Exercise text.
━━━━
The U.S. is about to approve a fourth COVID vaccine that could be a silver bullet solution to the anti-vax crisis
It might not be long until a fourth COVID vaccine is available in the U.S., and it’s a big deal.
Novavax Inc.’s COVID-19 vaccine is on its way towards authorization from the U.S. Food & Drug Administration after formally submitting a request in late January.
The company says it has resolved the manufacturing issues that had delayed their application, and now expects approval from the FDA in the coming weeks, according to reporting from the Wall Street Journal.
In clinical trials first published in January 2021, Novavax’s vaccine was up to 90% effective in preventing severe COVID-19 infections, on par with the already-approved vaccines from Pfizer and Moderna. But questions remained about the company’s manufacturing capabilities that have delayed its ability to bring the vaccine to market.
The catch is: Novavax’s vaccine could be embraced by much of the anti-vaccine crowd that has been reluctant to get jabbed so far.
‘Novastans’ prominent on social media
As Fortune reported in January, the Novavax vaccine has accumulated a large number of fans — known as “Novastans” — in the U.S. eagerly awaiting its approval and posting about it on social media platforms like Reddit and Twitter.
“To U.S. citizens in the United States of America: We got to be more aggressive!” a user said on Reddit about Novavax’s approval in the U.S. “Enough is enough!”
“We were told we would have Novavax’s by mid [last] year, and we are waiting to still get it,” wrote another user, who said they had refused vaccination until Novavax’s is approved.
Rollout of the vaccine could help efforts to vaccinate many who have been hesitant to receive the mRNA vaccines from Pfizer or Moderna, which skeptics have feared were developed too rapidly and without long-term data.
━━━━
Data for review.
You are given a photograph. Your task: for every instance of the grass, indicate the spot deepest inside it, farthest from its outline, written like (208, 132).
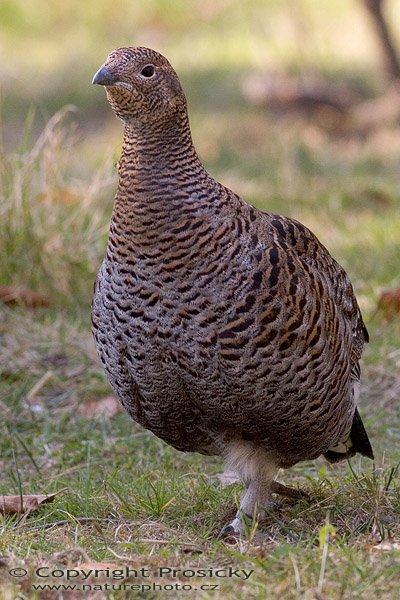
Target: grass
(130, 499)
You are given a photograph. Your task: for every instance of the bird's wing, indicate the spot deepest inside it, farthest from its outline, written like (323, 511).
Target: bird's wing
(299, 239)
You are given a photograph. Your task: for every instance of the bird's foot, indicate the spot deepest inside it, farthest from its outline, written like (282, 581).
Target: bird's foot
(283, 490)
(241, 524)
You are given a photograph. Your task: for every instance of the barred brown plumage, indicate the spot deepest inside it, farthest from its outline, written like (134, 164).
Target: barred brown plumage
(223, 329)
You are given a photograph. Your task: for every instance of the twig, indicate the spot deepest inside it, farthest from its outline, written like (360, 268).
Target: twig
(81, 520)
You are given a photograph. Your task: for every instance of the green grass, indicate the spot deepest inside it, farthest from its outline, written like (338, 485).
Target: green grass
(130, 499)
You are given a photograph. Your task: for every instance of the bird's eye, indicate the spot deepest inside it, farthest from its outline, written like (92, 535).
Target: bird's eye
(147, 71)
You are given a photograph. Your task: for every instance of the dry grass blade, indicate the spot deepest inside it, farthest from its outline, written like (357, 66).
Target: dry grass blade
(12, 505)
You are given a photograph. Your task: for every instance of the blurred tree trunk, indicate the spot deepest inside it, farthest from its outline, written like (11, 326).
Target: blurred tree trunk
(392, 61)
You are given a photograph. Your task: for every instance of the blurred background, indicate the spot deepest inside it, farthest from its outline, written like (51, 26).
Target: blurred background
(295, 104)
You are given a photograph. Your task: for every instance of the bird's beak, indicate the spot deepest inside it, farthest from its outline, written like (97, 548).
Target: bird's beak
(104, 77)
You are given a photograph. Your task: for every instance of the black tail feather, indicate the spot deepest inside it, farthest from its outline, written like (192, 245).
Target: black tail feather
(359, 442)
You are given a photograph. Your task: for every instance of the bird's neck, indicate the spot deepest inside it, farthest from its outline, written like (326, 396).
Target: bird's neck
(155, 158)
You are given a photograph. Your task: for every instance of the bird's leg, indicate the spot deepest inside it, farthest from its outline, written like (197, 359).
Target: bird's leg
(258, 471)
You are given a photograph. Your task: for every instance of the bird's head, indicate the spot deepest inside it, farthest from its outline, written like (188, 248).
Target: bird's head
(142, 87)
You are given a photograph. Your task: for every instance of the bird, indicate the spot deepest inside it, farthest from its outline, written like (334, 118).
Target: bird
(223, 329)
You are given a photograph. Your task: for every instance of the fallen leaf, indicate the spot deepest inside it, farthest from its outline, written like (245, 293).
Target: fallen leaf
(389, 304)
(105, 407)
(12, 505)
(22, 296)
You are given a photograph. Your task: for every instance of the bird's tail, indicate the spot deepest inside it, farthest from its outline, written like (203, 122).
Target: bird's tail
(356, 442)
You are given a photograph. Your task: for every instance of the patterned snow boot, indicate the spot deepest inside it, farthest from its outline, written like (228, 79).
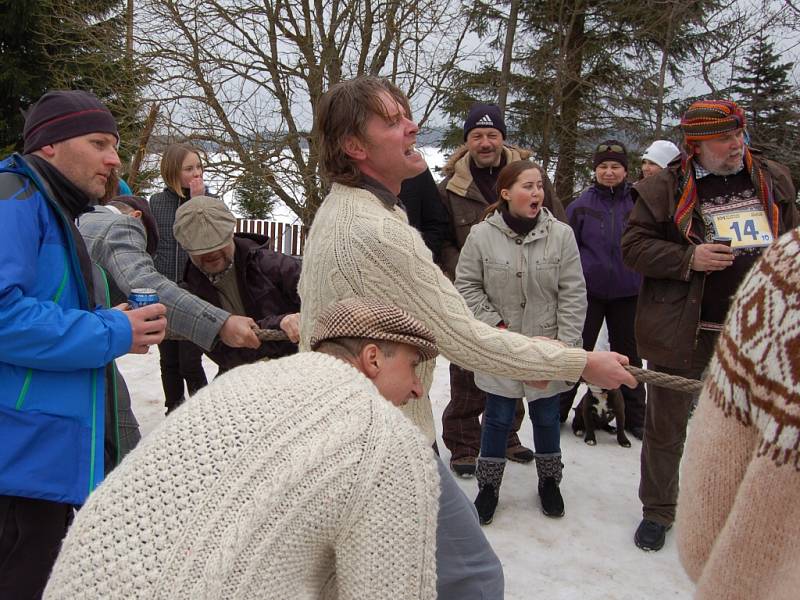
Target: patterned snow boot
(549, 468)
(489, 473)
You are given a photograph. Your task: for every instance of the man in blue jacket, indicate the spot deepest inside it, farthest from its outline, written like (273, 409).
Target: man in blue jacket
(54, 342)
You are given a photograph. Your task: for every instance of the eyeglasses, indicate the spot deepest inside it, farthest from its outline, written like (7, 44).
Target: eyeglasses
(610, 148)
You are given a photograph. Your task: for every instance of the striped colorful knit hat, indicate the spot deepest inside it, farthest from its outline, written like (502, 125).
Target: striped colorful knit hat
(705, 120)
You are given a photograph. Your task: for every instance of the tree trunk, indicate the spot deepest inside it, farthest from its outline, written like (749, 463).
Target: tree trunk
(570, 104)
(505, 70)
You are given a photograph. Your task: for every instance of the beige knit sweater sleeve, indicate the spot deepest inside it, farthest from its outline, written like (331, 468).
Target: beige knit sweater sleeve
(738, 515)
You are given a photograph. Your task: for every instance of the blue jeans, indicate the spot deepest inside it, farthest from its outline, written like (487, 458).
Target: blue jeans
(499, 414)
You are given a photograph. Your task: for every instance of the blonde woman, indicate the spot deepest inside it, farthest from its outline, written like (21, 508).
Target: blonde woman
(182, 172)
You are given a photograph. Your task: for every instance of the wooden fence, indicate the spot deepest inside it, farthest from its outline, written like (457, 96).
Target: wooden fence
(285, 238)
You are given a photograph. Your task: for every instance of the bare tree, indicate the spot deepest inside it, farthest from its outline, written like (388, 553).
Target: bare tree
(245, 76)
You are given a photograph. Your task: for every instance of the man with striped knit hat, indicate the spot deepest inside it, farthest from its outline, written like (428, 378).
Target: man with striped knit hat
(696, 229)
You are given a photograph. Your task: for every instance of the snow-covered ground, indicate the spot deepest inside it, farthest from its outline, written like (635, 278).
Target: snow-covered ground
(587, 555)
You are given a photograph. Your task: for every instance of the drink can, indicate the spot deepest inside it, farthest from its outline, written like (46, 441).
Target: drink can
(140, 297)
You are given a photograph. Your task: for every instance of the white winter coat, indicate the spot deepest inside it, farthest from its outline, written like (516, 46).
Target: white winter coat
(534, 284)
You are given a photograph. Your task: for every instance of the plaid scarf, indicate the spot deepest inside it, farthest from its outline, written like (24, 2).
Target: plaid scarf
(687, 195)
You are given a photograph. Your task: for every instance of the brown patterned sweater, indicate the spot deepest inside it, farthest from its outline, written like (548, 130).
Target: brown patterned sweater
(739, 506)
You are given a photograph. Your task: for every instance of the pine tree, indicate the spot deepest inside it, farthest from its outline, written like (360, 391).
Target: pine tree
(22, 76)
(771, 104)
(68, 44)
(583, 70)
(253, 198)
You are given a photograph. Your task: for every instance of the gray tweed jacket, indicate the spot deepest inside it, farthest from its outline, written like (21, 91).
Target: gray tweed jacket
(170, 258)
(117, 243)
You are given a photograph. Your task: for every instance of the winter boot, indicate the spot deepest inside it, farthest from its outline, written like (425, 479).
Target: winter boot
(489, 473)
(549, 467)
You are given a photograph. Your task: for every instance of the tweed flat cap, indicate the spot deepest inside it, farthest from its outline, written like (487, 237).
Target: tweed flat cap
(373, 319)
(203, 224)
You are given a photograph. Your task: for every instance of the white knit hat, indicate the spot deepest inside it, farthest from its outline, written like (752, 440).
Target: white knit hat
(661, 152)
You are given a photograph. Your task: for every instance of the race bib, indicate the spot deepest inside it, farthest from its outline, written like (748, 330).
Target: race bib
(745, 228)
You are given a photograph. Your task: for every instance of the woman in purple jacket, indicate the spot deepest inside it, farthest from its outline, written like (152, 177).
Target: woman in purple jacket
(598, 217)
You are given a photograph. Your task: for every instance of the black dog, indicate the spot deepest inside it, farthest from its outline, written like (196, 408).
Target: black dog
(596, 411)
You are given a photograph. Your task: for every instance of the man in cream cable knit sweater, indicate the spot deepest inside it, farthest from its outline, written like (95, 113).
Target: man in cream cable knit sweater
(274, 482)
(362, 245)
(739, 504)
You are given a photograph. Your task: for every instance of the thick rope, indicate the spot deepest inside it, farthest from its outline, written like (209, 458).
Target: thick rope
(673, 382)
(271, 335)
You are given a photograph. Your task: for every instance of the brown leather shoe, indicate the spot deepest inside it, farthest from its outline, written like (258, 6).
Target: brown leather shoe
(519, 453)
(464, 466)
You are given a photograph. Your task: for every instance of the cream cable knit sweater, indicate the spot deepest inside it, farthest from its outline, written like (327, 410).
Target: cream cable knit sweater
(290, 479)
(738, 515)
(358, 247)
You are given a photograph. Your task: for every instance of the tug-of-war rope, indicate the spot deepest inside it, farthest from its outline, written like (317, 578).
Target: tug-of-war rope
(673, 382)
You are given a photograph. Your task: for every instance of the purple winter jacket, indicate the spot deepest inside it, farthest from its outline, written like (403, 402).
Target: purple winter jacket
(598, 216)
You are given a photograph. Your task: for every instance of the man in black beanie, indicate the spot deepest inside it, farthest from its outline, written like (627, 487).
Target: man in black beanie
(467, 190)
(55, 343)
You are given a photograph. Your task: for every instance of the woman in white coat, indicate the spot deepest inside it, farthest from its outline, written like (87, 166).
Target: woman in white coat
(520, 270)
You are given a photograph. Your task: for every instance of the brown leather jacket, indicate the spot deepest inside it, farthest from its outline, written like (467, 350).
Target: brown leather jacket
(465, 204)
(668, 311)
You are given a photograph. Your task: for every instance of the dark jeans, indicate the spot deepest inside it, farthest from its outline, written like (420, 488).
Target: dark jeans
(619, 315)
(30, 538)
(497, 422)
(665, 434)
(180, 360)
(461, 429)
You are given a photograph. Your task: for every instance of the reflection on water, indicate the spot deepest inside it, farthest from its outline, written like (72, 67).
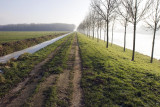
━━━━
What you need to do.
a: Using the article on the Novavax COVID vaccine, explain in one to three sentences why its path to the market was held up.
b: Extend the article on the Novavax COVID vaccine past its last sentence.
The items come from a different source than the text.

Results by task.
a: Questions about Novavax's manufacturing capabilities slowed the vaccine's arrival on the market. The company says it has now resolved the manufacturing issues that had delayed its application.

b:
Why does Novavax’s vaccine have so many fans?
Novavax’s protein-based vaccine uses a technology that’s been around for decades, and has long been used in flu shots and vaccinations in babies against hepatitis-B.
“Novavax’s vaccine offers something different; it is based on well-understood, protein-based technology that has been used for decades in vaccinations like flu, HPV and shingles,” said Silvia Taylor, Novavax’s senior vice president of global corporate affairs, in a January interview with Fortune.
As of March 6, 76.5% of the U.S. population had received at least one dose of a coronavirus vaccine, while 65.1% were fully vaccinated, according to the Mayo Clinic’s vaccination tracker.
The Novavax vaccine could help improve that number. In an interview with CNN late last year, Novavax CEO Stanley Erck said the “primary market” for his company’s vaccine was “people who have been hesitant to get other vaccines.”
Doctors seem to agree.
“It’s important to offer the choice,” Carina Rodriguez, chief of infectious diseases at the University of South Florida, told the Wall Street Journal. “Maybe it will not completely eliminate the issue of vaccine hesitancy but will help people who are not comfortable going with an mRNA vaccine.”